(Photo-based referring expression data)
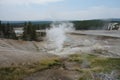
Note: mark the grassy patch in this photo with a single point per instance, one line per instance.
(18, 73)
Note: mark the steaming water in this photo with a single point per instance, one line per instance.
(59, 43)
(56, 35)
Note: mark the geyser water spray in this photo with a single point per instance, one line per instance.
(56, 35)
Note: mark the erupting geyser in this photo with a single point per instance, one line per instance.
(56, 35)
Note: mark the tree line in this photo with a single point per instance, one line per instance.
(29, 28)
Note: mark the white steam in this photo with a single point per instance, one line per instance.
(56, 35)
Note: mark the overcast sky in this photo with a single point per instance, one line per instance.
(58, 9)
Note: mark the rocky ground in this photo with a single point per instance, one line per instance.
(97, 58)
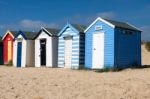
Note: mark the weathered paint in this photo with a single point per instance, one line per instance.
(116, 46)
(127, 48)
(27, 50)
(77, 54)
(51, 50)
(8, 47)
(1, 53)
(108, 44)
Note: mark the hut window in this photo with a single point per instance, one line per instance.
(98, 27)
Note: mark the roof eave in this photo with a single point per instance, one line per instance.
(101, 19)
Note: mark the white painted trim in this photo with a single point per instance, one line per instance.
(103, 52)
(46, 30)
(99, 19)
(8, 32)
(134, 26)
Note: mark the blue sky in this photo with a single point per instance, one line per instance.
(32, 14)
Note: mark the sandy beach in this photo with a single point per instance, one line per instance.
(57, 83)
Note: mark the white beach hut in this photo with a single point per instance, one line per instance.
(24, 49)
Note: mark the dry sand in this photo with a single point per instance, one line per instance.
(145, 56)
(56, 83)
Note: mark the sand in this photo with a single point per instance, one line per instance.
(145, 56)
(56, 83)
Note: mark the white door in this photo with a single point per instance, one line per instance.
(68, 52)
(98, 51)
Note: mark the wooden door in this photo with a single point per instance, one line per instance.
(68, 52)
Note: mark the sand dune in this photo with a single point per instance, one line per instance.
(52, 83)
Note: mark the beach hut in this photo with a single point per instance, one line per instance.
(1, 51)
(8, 46)
(24, 49)
(112, 43)
(71, 46)
(46, 47)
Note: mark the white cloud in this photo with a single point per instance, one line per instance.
(109, 14)
(145, 33)
(31, 24)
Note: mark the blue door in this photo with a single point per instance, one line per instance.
(19, 50)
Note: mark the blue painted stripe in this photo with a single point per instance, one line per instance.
(61, 60)
(77, 54)
(61, 53)
(61, 45)
(75, 43)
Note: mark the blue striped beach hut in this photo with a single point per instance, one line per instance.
(71, 47)
(111, 43)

> **What this task involves**: Quote only the lines from the line containing "Note: mark the white door" through the end of the entries, keeping the first and the last.

> **Response area**:
Note: mark the white door in this photo with a single point per instance, one line per instance.
(68, 52)
(98, 51)
Note: mark the wooden door in this photo with a single point per instance, one line per instance.
(68, 52)
Note: mark the sand dune in this photo with a single point per instance, one line per instance.
(52, 83)
Note: mark the beach hut in this photo with a single point per instance, one line per instance.
(1, 51)
(8, 46)
(24, 49)
(112, 43)
(71, 46)
(46, 47)
Note: mark the white cloud in this photo with a single point per instance, one line per instance.
(109, 14)
(145, 33)
(31, 24)
Note: mark the blue door in this photo with a single point per instance, one line per instance.
(19, 50)
Note: mark the blue painted stripe in this photo with a single point per instance, one line per instance.
(61, 60)
(77, 54)
(61, 53)
(61, 45)
(75, 43)
Note: mark the blue striped beach hut in this photo with a single point per instance, one line per instance.
(71, 47)
(111, 43)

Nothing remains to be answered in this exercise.